-------- Data --------

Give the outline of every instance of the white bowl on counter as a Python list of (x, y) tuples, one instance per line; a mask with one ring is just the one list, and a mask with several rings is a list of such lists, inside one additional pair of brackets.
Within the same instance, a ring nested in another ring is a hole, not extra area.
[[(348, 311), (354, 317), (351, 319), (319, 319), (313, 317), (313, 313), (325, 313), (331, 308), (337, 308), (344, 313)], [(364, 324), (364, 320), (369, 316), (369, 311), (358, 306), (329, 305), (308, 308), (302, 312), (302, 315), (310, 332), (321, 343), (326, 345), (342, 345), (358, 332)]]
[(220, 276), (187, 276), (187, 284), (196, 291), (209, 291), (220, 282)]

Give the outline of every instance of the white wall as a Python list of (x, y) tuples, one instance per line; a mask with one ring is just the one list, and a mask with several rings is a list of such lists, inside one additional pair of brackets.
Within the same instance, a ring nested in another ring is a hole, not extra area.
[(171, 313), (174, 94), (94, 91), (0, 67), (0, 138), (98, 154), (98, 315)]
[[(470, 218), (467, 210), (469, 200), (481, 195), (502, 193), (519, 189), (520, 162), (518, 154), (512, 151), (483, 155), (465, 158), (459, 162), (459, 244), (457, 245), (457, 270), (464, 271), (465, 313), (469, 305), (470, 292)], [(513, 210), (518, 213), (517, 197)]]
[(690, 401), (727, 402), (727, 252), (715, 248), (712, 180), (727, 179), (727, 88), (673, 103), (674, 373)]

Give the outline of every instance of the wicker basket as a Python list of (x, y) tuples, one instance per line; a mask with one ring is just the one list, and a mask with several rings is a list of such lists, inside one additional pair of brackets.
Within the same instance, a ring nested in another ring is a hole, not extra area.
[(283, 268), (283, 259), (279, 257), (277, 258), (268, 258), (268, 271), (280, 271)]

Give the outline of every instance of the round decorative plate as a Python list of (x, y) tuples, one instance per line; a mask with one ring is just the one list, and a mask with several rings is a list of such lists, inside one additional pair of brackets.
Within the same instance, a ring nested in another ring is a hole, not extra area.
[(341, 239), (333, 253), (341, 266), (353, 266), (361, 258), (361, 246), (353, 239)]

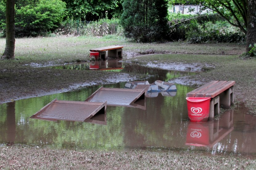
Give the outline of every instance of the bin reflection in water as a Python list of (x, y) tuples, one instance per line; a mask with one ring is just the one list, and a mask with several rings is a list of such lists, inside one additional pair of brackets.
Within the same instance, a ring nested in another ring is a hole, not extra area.
[(218, 120), (189, 122), (186, 144), (212, 147), (234, 129), (233, 110), (224, 113)]
[(90, 69), (100, 70), (121, 69), (123, 64), (120, 59), (95, 61), (90, 63)]

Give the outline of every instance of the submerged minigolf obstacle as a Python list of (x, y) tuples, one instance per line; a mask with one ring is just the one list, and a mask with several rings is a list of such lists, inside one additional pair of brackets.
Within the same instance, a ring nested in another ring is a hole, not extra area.
[(155, 97), (159, 93), (163, 96), (175, 96), (177, 92), (176, 86), (174, 84), (156, 80), (150, 84), (148, 81), (129, 82), (126, 83), (125, 88), (142, 89), (146, 88), (146, 97)]
[(45, 120), (84, 122), (97, 113), (105, 114), (106, 102), (87, 102), (58, 100), (55, 99), (31, 118)]

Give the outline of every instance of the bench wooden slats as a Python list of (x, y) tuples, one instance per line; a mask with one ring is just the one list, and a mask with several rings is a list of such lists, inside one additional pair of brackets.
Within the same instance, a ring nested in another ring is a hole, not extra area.
[(92, 52), (101, 52), (105, 51), (119, 49), (123, 48), (123, 46), (121, 46), (120, 45), (113, 45), (112, 46), (106, 47), (102, 47), (101, 48), (91, 49), (90, 50), (90, 51)]
[(196, 89), (195, 89), (193, 91), (191, 91), (187, 94), (187, 97), (196, 97), (196, 95), (198, 93), (200, 92), (202, 90), (204, 89), (208, 88), (210, 87), (213, 84), (217, 83), (218, 81), (212, 81), (209, 83), (206, 84), (203, 86), (199, 87)]
[(213, 98), (233, 86), (235, 83), (234, 81), (229, 81), (217, 87), (214, 90), (209, 92), (205, 95), (205, 97)]
[(225, 81), (220, 81), (216, 83), (212, 84), (208, 88), (203, 89), (200, 92), (198, 93), (196, 95), (196, 97), (205, 97), (206, 93), (208, 93), (212, 91), (220, 89), (220, 88), (219, 88), (218, 87), (225, 84), (226, 82)]
[(188, 97), (213, 98), (235, 84), (234, 81), (212, 81), (188, 93)]

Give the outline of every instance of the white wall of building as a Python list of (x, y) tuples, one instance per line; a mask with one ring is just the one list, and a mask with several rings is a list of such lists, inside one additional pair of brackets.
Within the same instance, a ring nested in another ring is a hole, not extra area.
[[(170, 12), (175, 12), (175, 13), (178, 13), (180, 12), (182, 13), (182, 8), (183, 6), (182, 5), (175, 5), (174, 6), (174, 10), (173, 10), (173, 6), (170, 8), (171, 9), (169, 10)], [(194, 11), (191, 12), (189, 12), (188, 11), (188, 9), (190, 7), (192, 9), (194, 9)], [(200, 9), (201, 8), (201, 6), (200, 5), (185, 5), (184, 6), (184, 14), (197, 14), (200, 12)], [(200, 13), (200, 14), (204, 14), (206, 13), (208, 10), (203, 10)]]

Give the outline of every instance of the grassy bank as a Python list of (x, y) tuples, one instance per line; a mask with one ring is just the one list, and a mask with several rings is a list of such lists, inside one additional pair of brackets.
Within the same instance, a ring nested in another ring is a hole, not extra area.
[[(146, 64), (160, 63), (201, 63), (208, 66), (206, 72), (188, 77), (204, 83), (213, 80), (235, 81), (235, 102), (245, 102), (252, 113), (256, 114), (256, 58), (242, 60), (238, 55), (164, 54), (144, 55), (130, 59), (131, 62)], [(198, 85), (193, 85), (198, 86)]]
[[(5, 44), (5, 40), (0, 39), (0, 52), (3, 52)], [(24, 96), (60, 92), (62, 89), (68, 90), (70, 86), (74, 84), (100, 83), (107, 78), (120, 77), (118, 73), (33, 66), (87, 61), (90, 49), (116, 44), (124, 47), (124, 60), (142, 54), (231, 55), (241, 54), (244, 50), (243, 45), (231, 44), (194, 44), (177, 42), (138, 44), (113, 36), (100, 38), (64, 36), (17, 39), (15, 56), (18, 60), (0, 61), (0, 103), (22, 99)], [(125, 78), (123, 81), (145, 77), (143, 75), (123, 75)]]
[[(0, 52), (3, 52), (5, 41), (0, 39)], [(18, 60), (0, 60), (0, 103), (24, 96), (56, 93), (65, 89), (71, 90), (70, 86), (77, 83), (106, 83), (106, 78), (120, 79), (121, 75), (125, 78), (124, 81), (144, 79), (143, 75), (33, 66), (87, 61), (90, 49), (117, 44), (124, 47), (123, 60), (127, 62), (142, 64), (205, 64), (206, 67), (211, 68), (205, 68), (208, 71), (188, 77), (187, 84), (190, 79), (203, 83), (213, 80), (235, 81), (236, 101), (245, 101), (252, 112), (255, 111), (256, 61), (239, 58), (238, 55), (245, 50), (244, 46), (177, 42), (138, 44), (121, 37), (110, 36), (99, 38), (64, 37), (16, 39), (15, 58)], [(168, 54), (136, 56), (153, 53)], [(255, 169), (255, 161), (226, 155), (210, 157), (189, 151), (124, 153), (24, 146), (0, 147), (0, 169)]]
[(36, 169), (255, 169), (256, 160), (189, 152), (120, 153), (0, 148), (0, 168)]

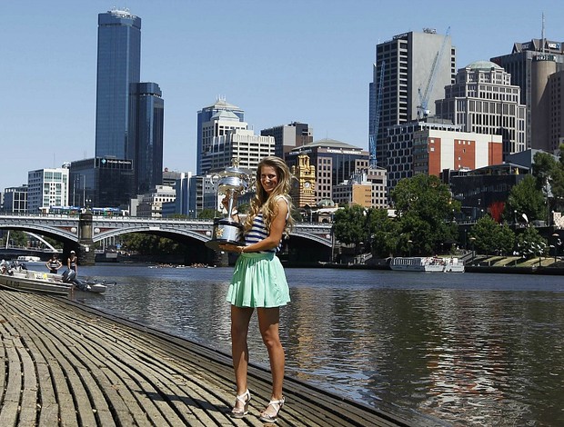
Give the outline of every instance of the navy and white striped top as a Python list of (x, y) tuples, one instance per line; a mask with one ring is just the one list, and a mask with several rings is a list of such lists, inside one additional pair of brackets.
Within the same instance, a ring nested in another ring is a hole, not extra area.
[[(287, 201), (286, 200), (284, 196), (279, 196), (279, 197), (284, 198), (284, 200), (287, 204)], [(286, 215), (287, 220), (288, 214), (289, 214), (289, 212)], [(268, 237), (268, 232), (267, 232), (267, 227), (265, 226), (265, 221), (264, 221), (263, 214), (261, 212), (257, 216), (255, 216), (251, 229), (245, 233), (245, 245), (248, 246), (249, 244), (257, 243), (258, 242), (266, 239), (267, 237)], [(280, 250), (281, 246), (282, 246), (282, 241), (280, 240), (280, 243), (276, 248), (269, 249), (268, 251), (259, 251), (259, 253), (277, 253)]]

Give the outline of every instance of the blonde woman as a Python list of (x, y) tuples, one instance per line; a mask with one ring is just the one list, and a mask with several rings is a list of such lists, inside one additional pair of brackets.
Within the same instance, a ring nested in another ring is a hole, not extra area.
[(231, 303), (231, 353), (237, 382), (232, 416), (248, 413), (251, 394), (247, 383), (248, 347), (247, 335), (255, 309), (258, 327), (268, 351), (272, 394), (260, 420), (276, 422), (284, 406), (284, 349), (278, 334), (280, 307), (290, 301), (286, 274), (276, 253), (283, 235), (293, 225), (289, 197), (291, 174), (286, 163), (275, 156), (264, 158), (257, 168), (257, 195), (244, 222), (245, 245), (222, 244), (220, 249), (240, 253), (227, 292)]

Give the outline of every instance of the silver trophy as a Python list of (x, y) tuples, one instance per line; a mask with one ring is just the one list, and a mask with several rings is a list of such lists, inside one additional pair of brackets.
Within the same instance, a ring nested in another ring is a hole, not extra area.
[(217, 194), (227, 198), (227, 215), (214, 220), (212, 238), (206, 242), (208, 248), (219, 251), (220, 244), (245, 244), (243, 225), (231, 218), (231, 212), (237, 198), (248, 191), (251, 176), (251, 171), (239, 168), (234, 162), (233, 166), (227, 167), (215, 177)]

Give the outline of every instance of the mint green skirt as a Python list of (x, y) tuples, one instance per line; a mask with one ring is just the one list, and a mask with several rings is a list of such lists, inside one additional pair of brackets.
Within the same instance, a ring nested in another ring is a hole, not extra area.
[(280, 307), (290, 302), (284, 267), (275, 253), (241, 253), (227, 300), (237, 307)]

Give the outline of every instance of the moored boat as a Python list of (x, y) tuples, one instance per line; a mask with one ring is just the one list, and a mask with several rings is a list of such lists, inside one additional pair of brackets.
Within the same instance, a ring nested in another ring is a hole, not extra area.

--------

* _Instruction_: Please reproduce the rows above word for word, starting at the line that contains "Give the outline of every instance of the bin" and ending at the line that contains "61), (90, 63)]", with both of those lines included.

* _Problem solution_:
Give the outline of every instance of the bin reflection in water as a Python list of (x, y) tuples, one instance per line; a mask with one ring is just the one list, and a mask with several rings is a list of such lists, inside one additional pair of brackets.
Within the same instance, a ring nested in another ring is a hole, not extra area.
[(218, 120), (189, 122), (186, 144), (212, 147), (234, 129), (233, 110), (224, 113)]
[(90, 69), (100, 70), (121, 69), (123, 64), (120, 59), (95, 61), (90, 63)]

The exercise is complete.